_Work to complete_: Output all lines exactly.

_Provided records_:
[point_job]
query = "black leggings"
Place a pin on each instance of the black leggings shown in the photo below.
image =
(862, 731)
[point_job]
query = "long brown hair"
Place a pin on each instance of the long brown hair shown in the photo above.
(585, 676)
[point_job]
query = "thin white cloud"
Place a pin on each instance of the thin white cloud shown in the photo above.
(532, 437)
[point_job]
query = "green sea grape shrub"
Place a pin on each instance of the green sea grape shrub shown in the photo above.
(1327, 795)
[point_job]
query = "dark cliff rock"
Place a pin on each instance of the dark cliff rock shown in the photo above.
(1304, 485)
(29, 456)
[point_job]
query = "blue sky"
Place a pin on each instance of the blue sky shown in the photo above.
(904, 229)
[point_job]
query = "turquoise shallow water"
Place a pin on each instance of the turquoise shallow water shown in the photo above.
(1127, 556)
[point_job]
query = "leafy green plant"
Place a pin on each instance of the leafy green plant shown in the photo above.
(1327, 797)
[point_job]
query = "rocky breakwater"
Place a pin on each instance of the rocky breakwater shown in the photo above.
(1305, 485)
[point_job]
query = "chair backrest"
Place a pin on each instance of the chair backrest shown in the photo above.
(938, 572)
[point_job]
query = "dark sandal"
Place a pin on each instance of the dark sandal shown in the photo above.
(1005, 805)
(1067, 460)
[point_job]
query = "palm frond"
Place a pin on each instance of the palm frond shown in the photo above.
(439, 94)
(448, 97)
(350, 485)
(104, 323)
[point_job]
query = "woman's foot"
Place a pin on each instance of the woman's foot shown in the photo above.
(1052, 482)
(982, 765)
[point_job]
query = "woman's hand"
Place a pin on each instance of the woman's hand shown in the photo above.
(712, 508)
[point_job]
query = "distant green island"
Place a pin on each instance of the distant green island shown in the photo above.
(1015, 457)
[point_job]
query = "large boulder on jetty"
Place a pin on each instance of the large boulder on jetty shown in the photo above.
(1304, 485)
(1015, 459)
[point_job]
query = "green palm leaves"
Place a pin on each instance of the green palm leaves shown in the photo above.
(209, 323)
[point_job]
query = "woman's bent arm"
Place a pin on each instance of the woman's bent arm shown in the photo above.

_Written reply_:
[point_job]
query = "black leggings"
Place a pin on each instance of the black leggings shown in the photo below.
image =
(862, 731)
[point_job]
query = "long brown hair"
Place a pin on each instance of the long brown hair shown in the photo above.
(585, 676)
[point_job]
query = "thin white cloud"
Place a pin on each instance of the thin white cloud shown in the photo above.
(532, 437)
[point_job]
query = "green sea grape shrub"
Place a pin on each instance of the green sea grape shrub shown in the photo above.
(1327, 795)
[point_job]
query = "dark cliff rock"
Place a pin on each instance of the dark cliff rock shown in the photo above.
(1304, 485)
(29, 456)
[point_job]
query = "blue sky"
Place a pin on each instance of the blue sky shown in the photo above.
(904, 229)
[point_job]
query = "turquoise shallow water"
Place a pin on each instance of the turquoise shallow water shown in the photo above.
(1127, 556)
[point_job]
query = "leafy green plant"
Place a pin on each instance of the leafy green plant shown in the photo above.
(1327, 797)
[point_job]
query = "rocky breakwater"
Place a pin on each instance of the rocky breakwater shown in the photo above.
(1305, 485)
[point_job]
query = "chair backrest"
Place a pin on each instance of the chair backrest shown in the photo above.
(938, 572)
[point_job]
query = "dark sandal"
Place a pin on each instance of the dark sandal shown in the photo above.
(1005, 805)
(1067, 460)
[point_job]
query = "palm frond"
Place a pin on each instance of the palm frond shown in the photo above.
(439, 94)
(448, 97)
(350, 485)
(104, 323)
[point_job]
query = "woman's foot"
Place a pin on each instance of the woman's foot shown in the photo above.
(1052, 482)
(982, 765)
[point_job]
query = "woman's hand"
Place a pin on each instance of the woman's hand shown in the photo above.
(712, 508)
[point_job]
query = "distant green island"
Place a pin on each instance of the distant green island shown in the photo above.
(1015, 457)
[point_job]
query = "large boulder on jetty"
Place a pin on each instance of the large boulder on jetty shown in the photo above.
(1304, 485)
(1015, 459)
[point_job]
query = "green palm leaves"
Place a pin on each instance of the green palm leaves shown in the photo above.
(209, 323)
[point_job]
query = "woman's bent arm"
Place a pin on each instance of the woman's bent arm shown in the photo above.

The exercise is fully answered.